#### Votre tâche:
Recopiez en entier, sans la moindre modification, le texte sur Gaël Faye qui figure ci-dessous.

#### Texte de la page:
········

Rencontrer Gaël Faye est une expérience assez fidèle à ce à quoi on peut s’attendre en écoutant ses morceaux. Engagé et généreux, l’homme est aussi dense dans sa parole que dans ses textes. À l’écouter répondre à mes questions, j’acquière la conviction que je pourrais aborder n’importe quel sujet, il trouverait toujours de quoi disserter, de façon juste et réfléchie, conscient du poids et de l’impact des mots.

Des mots, qui sont l’essence de son œuvre, et qu’il manie si bien qu’ils lui ont permis d’atteindre la consécration littéraire avec le prix Goncourt des lycéens, décerné à son premier roman Petit Pays, publié chez Grasset. Un succès inattendu qui a porté son talent à la vue mais aussi à l’ouïe de tous. Car, il ne faut pas oublier que Gaël Faye est avant tout un rappeur. Un musicien issu de la pure tradition hip-hop dans tout ce qu’elle engage de poésie et de révolte.

········

#### Informations extraites:

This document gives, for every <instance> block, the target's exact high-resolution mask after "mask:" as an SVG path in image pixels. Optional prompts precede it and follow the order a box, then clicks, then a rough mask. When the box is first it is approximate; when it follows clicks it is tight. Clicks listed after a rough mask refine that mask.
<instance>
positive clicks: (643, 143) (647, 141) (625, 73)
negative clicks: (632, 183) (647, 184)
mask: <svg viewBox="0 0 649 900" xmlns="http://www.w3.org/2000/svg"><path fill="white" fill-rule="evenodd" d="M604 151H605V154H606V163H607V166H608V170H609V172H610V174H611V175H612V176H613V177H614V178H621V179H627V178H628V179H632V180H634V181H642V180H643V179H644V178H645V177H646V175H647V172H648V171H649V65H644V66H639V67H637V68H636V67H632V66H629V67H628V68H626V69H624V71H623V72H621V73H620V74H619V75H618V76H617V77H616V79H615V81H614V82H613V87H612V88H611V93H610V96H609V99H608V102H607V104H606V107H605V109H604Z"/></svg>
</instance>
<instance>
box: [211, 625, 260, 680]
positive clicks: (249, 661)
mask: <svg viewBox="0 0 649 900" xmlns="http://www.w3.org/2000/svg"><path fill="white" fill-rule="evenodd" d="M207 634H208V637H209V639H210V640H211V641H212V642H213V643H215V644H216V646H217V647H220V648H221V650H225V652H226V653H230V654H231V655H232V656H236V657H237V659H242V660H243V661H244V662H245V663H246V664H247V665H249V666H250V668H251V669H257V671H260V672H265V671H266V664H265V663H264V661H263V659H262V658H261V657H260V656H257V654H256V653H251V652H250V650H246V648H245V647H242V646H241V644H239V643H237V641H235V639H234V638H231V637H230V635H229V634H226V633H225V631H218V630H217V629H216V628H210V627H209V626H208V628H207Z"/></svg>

········

#### Réponse:
Rencontrer Gaël Faye est une expérience assez fidèle à ce à quoi on peut s’attendre en écoutant ses morceaux. Engagé et généreux, l’homme est aussi dense dans sa parole que dans ses textes. À l’écouter répondre à mes questions, j’acquière la conviction que je pourrais aborder n’importe quel sujet, il trouverait toujours de quoi disserter, de façon juste et réfléchie, conscient du poids et de l’impact des mots.

Des mots, qui sont l’essence de son œuvre, et qu’il manie si bien qu’ils lui ont permis d’atteindre la consécration littéraire avec le prix Goncourt des lycéens, décerné à son premier roman Petit Pays, publié chez Grasset. Un succès inattendu qui a porté son talent à la vue mais aussi à l’ouïe de tous. Car, il ne faut pas oublier que Gaël Faye est avant tout un rappeur. Un musicien issu de la pure tradition hip-hop dans tout ce qu’elle engage de poésie et de révolte.